* [Instructions for the task] Which lines in the listing below contain the word "tank"? Find each one and copy it out in full.
++++++++++
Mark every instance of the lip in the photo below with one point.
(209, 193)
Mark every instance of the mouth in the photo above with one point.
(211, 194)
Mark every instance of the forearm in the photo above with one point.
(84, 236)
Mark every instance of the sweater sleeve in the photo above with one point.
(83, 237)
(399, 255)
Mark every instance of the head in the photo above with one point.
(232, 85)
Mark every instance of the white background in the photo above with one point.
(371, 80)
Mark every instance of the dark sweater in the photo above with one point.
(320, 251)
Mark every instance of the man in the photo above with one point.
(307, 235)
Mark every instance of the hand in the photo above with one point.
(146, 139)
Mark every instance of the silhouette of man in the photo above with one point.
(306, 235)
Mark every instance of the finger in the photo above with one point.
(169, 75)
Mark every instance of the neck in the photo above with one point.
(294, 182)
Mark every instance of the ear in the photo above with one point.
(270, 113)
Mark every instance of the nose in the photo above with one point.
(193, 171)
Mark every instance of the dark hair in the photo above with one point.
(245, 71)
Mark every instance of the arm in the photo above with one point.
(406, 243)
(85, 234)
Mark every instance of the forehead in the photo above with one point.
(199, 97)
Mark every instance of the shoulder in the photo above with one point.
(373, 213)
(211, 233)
++++++++++
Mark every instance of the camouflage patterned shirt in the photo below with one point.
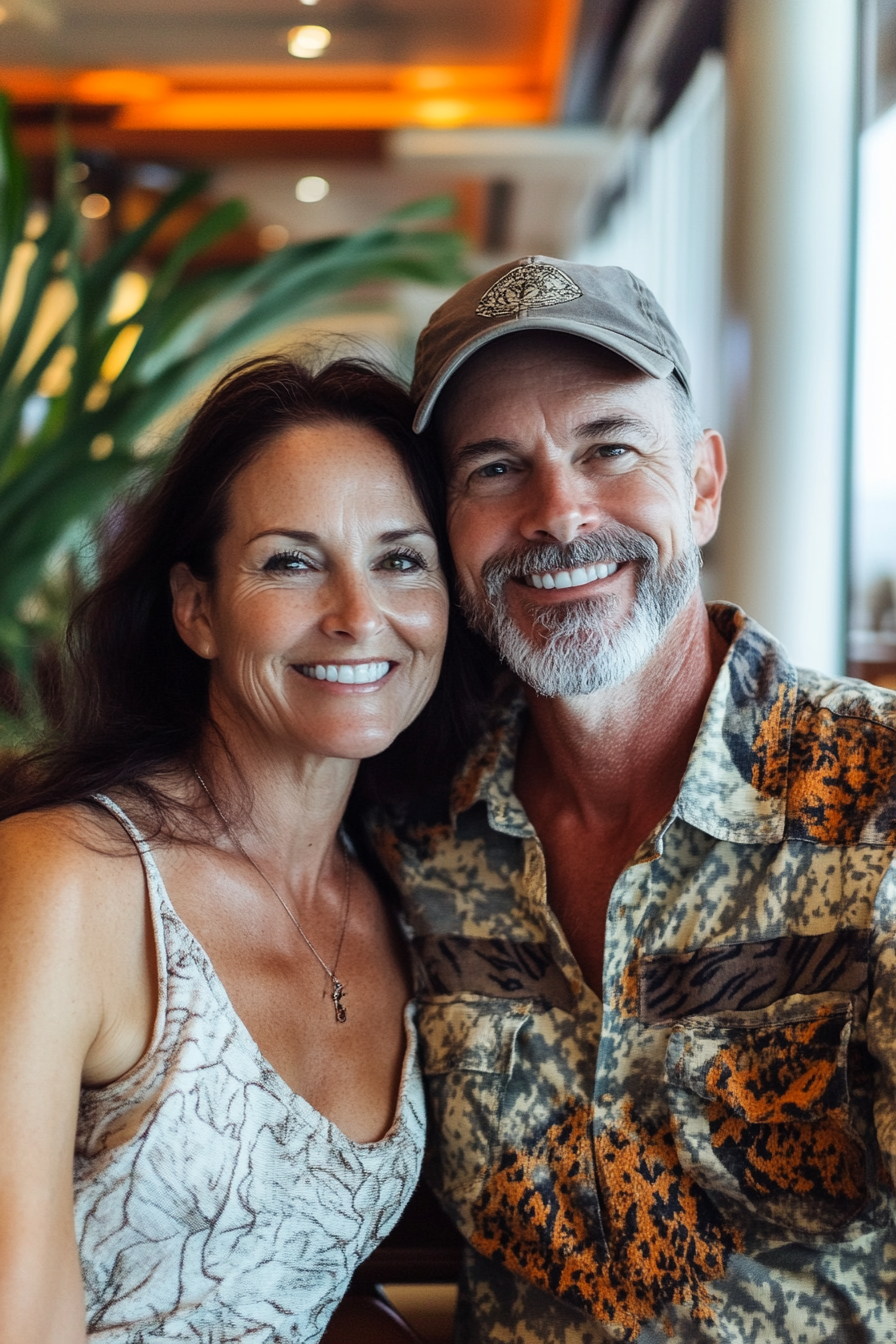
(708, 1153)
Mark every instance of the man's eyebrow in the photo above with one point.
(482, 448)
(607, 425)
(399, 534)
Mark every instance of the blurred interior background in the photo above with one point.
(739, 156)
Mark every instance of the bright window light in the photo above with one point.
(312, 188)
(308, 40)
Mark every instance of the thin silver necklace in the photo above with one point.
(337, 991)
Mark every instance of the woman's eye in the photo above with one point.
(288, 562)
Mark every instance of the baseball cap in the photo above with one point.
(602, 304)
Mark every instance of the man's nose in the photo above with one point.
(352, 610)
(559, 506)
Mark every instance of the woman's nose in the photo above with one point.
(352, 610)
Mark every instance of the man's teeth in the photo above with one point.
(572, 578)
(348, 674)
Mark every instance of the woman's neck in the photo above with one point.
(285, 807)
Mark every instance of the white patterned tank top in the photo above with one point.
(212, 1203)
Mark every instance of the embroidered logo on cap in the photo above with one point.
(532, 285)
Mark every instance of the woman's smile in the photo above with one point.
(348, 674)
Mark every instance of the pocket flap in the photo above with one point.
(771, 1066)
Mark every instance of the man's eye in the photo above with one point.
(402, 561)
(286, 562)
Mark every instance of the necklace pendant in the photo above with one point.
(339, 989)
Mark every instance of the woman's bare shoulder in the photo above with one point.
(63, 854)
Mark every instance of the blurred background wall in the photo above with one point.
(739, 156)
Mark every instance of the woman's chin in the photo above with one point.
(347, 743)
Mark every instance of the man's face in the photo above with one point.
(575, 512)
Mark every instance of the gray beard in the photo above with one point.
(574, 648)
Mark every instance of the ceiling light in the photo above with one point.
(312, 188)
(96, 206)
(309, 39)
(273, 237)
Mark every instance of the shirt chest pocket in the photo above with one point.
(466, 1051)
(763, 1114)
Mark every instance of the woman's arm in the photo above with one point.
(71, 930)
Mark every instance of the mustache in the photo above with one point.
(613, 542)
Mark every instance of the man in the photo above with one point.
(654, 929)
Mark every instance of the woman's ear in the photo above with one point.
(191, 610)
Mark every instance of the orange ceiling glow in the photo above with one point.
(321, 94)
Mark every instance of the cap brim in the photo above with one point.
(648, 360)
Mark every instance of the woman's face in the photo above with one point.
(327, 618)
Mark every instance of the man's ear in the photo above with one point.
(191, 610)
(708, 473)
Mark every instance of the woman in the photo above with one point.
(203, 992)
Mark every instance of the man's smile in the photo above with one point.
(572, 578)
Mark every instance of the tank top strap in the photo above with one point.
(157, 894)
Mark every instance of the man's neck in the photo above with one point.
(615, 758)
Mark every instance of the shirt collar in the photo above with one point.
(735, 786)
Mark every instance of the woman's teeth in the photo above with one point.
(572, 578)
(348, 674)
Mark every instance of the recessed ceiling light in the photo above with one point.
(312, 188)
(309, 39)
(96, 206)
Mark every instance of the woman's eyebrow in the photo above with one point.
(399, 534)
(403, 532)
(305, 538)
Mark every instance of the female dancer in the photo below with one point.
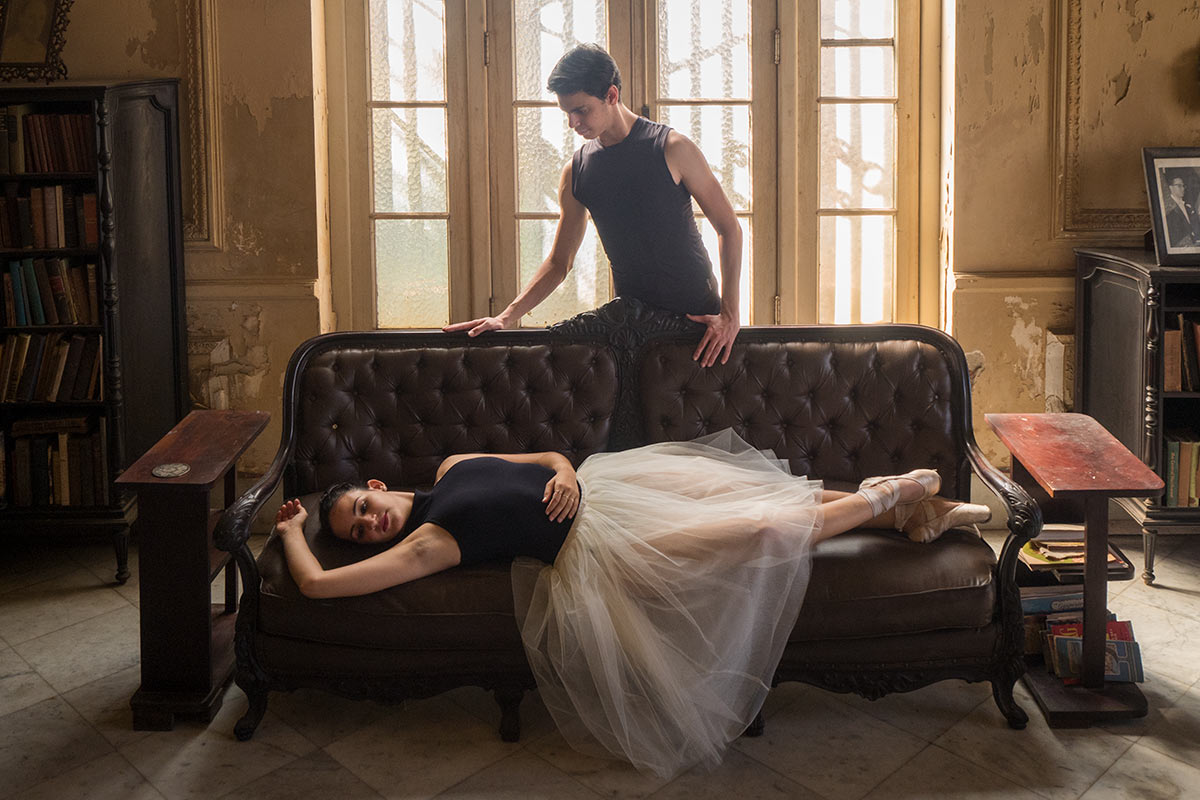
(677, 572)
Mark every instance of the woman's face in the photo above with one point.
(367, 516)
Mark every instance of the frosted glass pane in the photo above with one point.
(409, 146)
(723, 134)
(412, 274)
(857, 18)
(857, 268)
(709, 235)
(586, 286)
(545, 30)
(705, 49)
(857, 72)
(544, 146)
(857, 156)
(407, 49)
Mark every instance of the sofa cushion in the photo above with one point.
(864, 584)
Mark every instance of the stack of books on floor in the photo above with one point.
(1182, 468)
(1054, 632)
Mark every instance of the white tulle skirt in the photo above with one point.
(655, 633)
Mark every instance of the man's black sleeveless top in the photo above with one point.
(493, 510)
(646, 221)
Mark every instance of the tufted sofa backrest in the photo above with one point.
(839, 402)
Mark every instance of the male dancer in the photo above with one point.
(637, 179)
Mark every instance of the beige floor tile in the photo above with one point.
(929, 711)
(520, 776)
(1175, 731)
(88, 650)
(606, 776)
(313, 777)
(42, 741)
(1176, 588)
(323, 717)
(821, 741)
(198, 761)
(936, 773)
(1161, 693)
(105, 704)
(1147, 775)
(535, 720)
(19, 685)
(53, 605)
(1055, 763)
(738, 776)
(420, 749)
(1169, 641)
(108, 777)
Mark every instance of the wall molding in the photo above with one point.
++++++++++
* [Task output]
Mark every instance of the white patterned tank top in the photo above with one point.
Mark every instance of the tank top strap in the photo above with one point.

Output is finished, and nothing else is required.